* Estratto *

☆ ☆ ☆ ☆ ☆ ☆ ☆

20 aprile 2007

Due anni di Pontificato di Papa Benedetto...analisi


Vedi anche:

Le prospettive del Pontificato di Benedetto XVI (rassegna stampa del 20 aprile 2007)

Due anni di pontificato, riflessioni...

I primi due anni di uno storico pontificato

Fumata bianca, eletto il nuovo Papa,cronaca di quei momenti indimenticabili

19 aprile 2005: l'elezione del semplice ed umile lavoratore nella vigna del Signore

"GESU' DI NAZARET" DI JOSEPH RATZINGER-BENEDETTO XVI e tutti i link ivi segnalati

Mea culpa dei media?


Benedetto XVI, due anni dopo

di Gianteo Bordero

Sono numeri impressionanti quelli diffusi ieri dalla Santa Sede circa le presenze di fedeli alle udienze generali, agli Angelus e alle celebrazioni presiedute da Benedetto XVI negli ultimi dodici mesi. Nel periodo che va dal 20 aprile 2006 al 19 aprile 2007, secondo anno di pontificato di Joseph Ratzinger, a Roma sono accorsi ad ascoltare il Papa 3.368.200 pellegrini. Cifre da capogiro, se si pensa che superano persino quelle del «record» del 2006 (3.222.820), che già avevano fatto scalpore in quanto maggiori di quelle registrate da Giovanni Paolo II, universalmente ritenuto un «grande comunicatore». Ieri, tanto per fare un esempio, all'udienza generale erano presenti oltre 50 mila fedeli, che hanno affollato piazza San Pietro per ascoltare la catechesi del pontefice sulla figura di San Clemente alessandrino, padre della Chiesa del II secolo.

☆ ☆ ☆ ☆ ☆ ☆ ☆

* Da svolgere *
Trascrivi parola per parola il passo dell'articolo su Benedetto XVI che parte da "Due anni di Pontificato di" e prosegue fino a "di pontificato, riflessioni...".

* Dati forniti *
☆ ☆ ☆ ☆ ☆ ☆ ☆

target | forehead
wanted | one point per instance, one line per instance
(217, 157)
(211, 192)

☆ ☆ ☆ ☆ ☆ ☆ ☆

* Risultato *
Due anni di Pontificato di Papa Benedetto...analisi


Vedi anche:

Le prospettive del Pontificato di Benedetto XVI (rassegna stampa del 20 aprile 2007)

Due anni di pontificato, riflessioni...